> **Point-based annotation data**
┄┄┄┄┄┄┄┄┄┄┄┄┄┄┄┄┄┄┄┄
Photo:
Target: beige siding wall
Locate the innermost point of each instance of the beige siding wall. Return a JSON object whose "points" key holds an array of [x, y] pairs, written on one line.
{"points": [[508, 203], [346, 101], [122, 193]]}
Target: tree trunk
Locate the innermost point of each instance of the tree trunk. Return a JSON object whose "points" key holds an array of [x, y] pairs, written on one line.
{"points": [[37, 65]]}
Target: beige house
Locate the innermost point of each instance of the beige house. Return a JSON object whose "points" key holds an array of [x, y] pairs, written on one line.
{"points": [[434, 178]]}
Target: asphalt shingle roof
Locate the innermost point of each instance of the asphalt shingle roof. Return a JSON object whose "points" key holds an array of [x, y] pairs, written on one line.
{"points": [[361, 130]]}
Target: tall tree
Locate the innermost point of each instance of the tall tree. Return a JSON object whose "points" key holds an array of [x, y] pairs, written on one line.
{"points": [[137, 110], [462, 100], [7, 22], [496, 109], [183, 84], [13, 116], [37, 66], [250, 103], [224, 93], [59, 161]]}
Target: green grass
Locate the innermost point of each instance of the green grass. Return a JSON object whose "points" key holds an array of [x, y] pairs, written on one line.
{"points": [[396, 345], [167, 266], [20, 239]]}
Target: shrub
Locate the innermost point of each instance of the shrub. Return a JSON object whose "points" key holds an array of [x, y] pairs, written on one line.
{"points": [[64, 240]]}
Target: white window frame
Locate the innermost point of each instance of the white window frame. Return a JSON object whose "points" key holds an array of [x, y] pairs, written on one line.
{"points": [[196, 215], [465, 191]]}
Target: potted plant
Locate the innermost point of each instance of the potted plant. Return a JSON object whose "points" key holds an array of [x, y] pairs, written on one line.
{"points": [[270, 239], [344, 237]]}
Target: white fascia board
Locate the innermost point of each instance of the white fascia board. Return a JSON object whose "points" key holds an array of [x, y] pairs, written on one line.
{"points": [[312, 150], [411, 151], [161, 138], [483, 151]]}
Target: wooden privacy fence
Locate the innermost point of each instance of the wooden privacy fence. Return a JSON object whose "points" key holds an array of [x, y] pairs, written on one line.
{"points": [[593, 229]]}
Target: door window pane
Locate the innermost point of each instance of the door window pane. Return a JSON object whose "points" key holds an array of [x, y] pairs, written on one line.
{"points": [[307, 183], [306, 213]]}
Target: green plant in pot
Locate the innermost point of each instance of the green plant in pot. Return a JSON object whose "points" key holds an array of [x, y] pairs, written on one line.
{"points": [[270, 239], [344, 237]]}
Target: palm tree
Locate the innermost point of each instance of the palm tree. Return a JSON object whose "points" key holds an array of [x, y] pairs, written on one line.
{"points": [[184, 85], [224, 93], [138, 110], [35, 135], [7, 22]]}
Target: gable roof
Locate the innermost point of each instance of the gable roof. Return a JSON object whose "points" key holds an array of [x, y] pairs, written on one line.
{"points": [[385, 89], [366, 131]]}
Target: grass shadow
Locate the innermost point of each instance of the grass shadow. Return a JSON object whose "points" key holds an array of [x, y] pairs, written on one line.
┄┄┄┄┄┄┄┄┄┄┄┄┄┄┄┄┄┄┄┄
> **Given task**
Output each line of the listing from the one containing "Target: grass shadow" through the end, inclusive, as a Markdown table with the columns Number and Line, omitting blank lines.

> **Answer to this problem**
| Number | Line |
|---|---|
| 1 | Target: grass shadow |
| 2 | Locate the innermost point of each instance of the grass shadow. Return a JSON object whose "points" key holds an array of [x, y] pairs, written on one line. |